### WHAT IS REQUIRED
Reproduce every line of the items below word for word, omitting the pictures.

>> start DATA PROVIDED

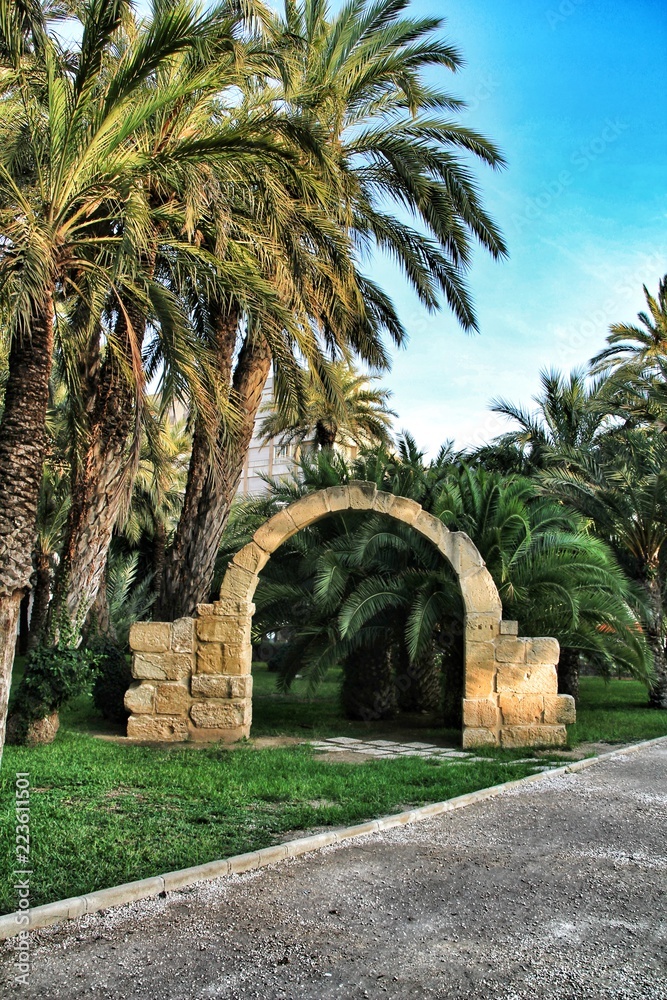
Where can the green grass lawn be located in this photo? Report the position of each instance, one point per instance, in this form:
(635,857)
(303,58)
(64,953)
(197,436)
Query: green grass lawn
(104,813)
(615,712)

>> end DATA PROVIDED

### RESULT
Where can the green grass lawn be located in this photo? Report the position of each instance, one point per instance, in this form:
(635,857)
(303,58)
(64,953)
(197,436)
Query: green grass lawn
(104,813)
(615,712)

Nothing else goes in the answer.